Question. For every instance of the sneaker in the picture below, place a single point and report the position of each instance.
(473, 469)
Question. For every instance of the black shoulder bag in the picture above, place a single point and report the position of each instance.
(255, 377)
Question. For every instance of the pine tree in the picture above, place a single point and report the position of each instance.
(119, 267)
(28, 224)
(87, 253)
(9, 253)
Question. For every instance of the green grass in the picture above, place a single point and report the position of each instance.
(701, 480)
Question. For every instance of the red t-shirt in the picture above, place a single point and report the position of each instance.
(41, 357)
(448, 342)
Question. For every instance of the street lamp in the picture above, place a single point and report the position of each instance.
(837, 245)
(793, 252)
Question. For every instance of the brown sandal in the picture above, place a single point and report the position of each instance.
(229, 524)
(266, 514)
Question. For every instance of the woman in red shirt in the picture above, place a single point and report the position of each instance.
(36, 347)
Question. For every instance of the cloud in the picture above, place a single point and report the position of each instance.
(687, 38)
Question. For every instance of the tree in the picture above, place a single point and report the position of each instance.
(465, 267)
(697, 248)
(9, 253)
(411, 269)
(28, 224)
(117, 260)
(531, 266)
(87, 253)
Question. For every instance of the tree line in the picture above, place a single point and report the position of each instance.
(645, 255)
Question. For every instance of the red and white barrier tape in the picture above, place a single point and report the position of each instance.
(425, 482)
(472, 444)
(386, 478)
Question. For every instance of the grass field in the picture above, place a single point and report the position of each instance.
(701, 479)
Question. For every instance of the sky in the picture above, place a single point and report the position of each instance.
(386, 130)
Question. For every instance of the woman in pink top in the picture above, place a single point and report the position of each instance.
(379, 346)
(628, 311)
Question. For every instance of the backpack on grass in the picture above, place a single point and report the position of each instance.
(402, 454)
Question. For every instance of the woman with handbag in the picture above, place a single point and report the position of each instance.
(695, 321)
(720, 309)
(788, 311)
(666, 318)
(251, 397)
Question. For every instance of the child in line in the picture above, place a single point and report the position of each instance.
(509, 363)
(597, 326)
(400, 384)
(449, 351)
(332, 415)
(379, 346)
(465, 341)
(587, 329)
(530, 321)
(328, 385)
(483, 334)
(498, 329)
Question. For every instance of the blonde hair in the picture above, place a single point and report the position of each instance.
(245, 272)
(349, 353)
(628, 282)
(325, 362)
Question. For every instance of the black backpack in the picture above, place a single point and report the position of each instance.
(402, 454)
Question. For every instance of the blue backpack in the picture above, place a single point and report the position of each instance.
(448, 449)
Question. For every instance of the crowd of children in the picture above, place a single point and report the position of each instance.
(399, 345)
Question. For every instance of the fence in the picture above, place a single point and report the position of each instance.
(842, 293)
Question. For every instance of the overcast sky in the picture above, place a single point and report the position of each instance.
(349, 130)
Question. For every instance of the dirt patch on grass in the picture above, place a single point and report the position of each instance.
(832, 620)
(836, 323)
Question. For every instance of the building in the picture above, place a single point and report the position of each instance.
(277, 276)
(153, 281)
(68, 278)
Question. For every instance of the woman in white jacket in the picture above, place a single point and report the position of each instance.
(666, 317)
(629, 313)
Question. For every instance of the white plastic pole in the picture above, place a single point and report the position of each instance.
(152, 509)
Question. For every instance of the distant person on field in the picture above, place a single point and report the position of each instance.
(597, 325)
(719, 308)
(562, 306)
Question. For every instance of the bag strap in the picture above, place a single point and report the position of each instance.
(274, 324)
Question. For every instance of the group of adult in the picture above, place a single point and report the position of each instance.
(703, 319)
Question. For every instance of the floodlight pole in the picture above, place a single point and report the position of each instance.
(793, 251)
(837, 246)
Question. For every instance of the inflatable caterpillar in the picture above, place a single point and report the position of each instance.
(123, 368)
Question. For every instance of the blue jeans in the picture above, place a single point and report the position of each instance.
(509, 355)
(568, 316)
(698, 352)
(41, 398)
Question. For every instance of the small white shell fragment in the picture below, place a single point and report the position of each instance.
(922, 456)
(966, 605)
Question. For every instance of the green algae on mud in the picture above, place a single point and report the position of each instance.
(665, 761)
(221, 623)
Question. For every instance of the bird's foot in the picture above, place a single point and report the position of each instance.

Your instructions: Reproduce every item above verbatim, keeping each on its own line in the original order.

Task solution:
Question. For every instance of the sneaker in the picture below, place a single point and report the position of each instance.
(473, 469)
Question. For every instance of the black shoulder bag in the picture above, place a single point and report the position of each instance.
(255, 377)
Question. For every instance of the pine tree in the picture above, place a single point and report the position of each instance.
(119, 267)
(28, 224)
(87, 253)
(9, 253)
Question. For every instance of the green grass in the picture above, place a single point and report the position of each instance.
(701, 480)
Question. For every instance of the red t-shirt in the picture above, place a single point and report the position of each instance.
(41, 357)
(448, 342)
Question. For every instance of the street lamp in the picture above, place a single point and report the position of each instance.
(837, 245)
(793, 252)
Question. For every instance of the brown sandal in the picture above, place a single point and report the position of each instance.
(229, 524)
(266, 514)
Question. For every instance of the woman in red shirt in the picture above, place a single point and report the position of each instance.
(36, 347)
Question. For every instance of the cloud in the picture above, place a single point and report the position of each instance.
(687, 38)
Question. For every instance of the tree in the picture above, place a single point and report the position of each instance.
(465, 267)
(697, 248)
(9, 253)
(411, 269)
(28, 224)
(117, 260)
(531, 266)
(87, 253)
Question. For every instance of the tree line in the picture above, place a single point and report the position of each instance.
(645, 255)
Question. For every instance of the red and white barrier tape in the picture above, place a single point and report the position of each instance.
(425, 482)
(472, 444)
(386, 478)
Question. For every instance of the grass field in the picture above, place a single point and report the position of each instance.
(701, 479)
Question. For every instance of the sky in the picture above, place a single point and report the position of each instance.
(386, 130)
Question. For every instance of the woman in pink top in the picture above, place a single point and report the position of each instance.
(379, 346)
(628, 311)
Question. For every instance of the backpack on grass in the picture above, place a single point and report the position of each instance.
(402, 454)
Question. For every instance of the woman with handbag in the picture above, place a single point and report the position of each instance.
(695, 321)
(720, 309)
(788, 311)
(666, 318)
(251, 397)
Question. For every instance of the child in line in the picture above, place a single point and report the position of each instance.
(509, 363)
(597, 326)
(400, 384)
(449, 351)
(332, 415)
(379, 346)
(465, 341)
(587, 329)
(530, 321)
(328, 385)
(483, 334)
(498, 329)
Question. For every instance of the blonde hair in the picture above, place a single point and report the position of each instance.
(245, 272)
(349, 353)
(628, 282)
(325, 362)
Question. For every instance of the black backpack in the picture above, place a single point and report the position of each instance.
(402, 454)
Question. For every instance of the blue backpack in the picture above, place a single point and report the position of each instance.
(448, 449)
Question. For every instance of the crowd of children in the picture above, place a single point and report the position of each instance.
(399, 345)
Question. For every instance of the fence in the picture above, place a single point and report the position of each instance.
(842, 293)
Question. For every instance of the overcast sky in the picture above, place a single point and report the position of each instance.
(349, 130)
Question. For every instance of the dirt patch on grass in the picture above, place a single point and report the position of each instance.
(832, 620)
(836, 323)
Question. For every instance of the building in the picture above, place a single point and report the position of each instance.
(277, 276)
(153, 281)
(68, 278)
Question. For every instance of the woman in white jacket in the picture above, place a single point and report the position of each instance.
(666, 317)
(629, 313)
Question. For every instance of the white plastic pole in the picture above, place a single point and report the position of each instance.
(152, 509)
Question. For every instance of the distant person on field in the picture above, place a single point and report the position of each instance.
(597, 325)
(719, 308)
(562, 306)
Question. For every instance of the bag strap in the picture above, place a single point and report the position of each instance.
(274, 324)
Question. For every instance of the group of adult in the picture above, place a single point and report the position of each instance.
(703, 319)
Question. For every instance of the floodlight pole in the picture above, place a single point and report the position of each instance.
(793, 251)
(837, 246)
Question. For every instance of the inflatable caterpillar in the picture above, place a single point and report the position of each instance.
(123, 368)
Question. For every instance of the blue jeans in the picture above, place a single point and report the position of each instance.
(509, 355)
(568, 316)
(698, 352)
(41, 398)
Question. For every instance of the small white shell fragment in the picture below, place a single point and report the position of each instance.
(922, 456)
(966, 605)
Question. For every instance of the green algae on mud in the picture above, place a single point and report the position of each instance.
(665, 761)
(221, 623)
Question. For every instance of the bird's foot in the picture above, place a single point and report the position of each instance.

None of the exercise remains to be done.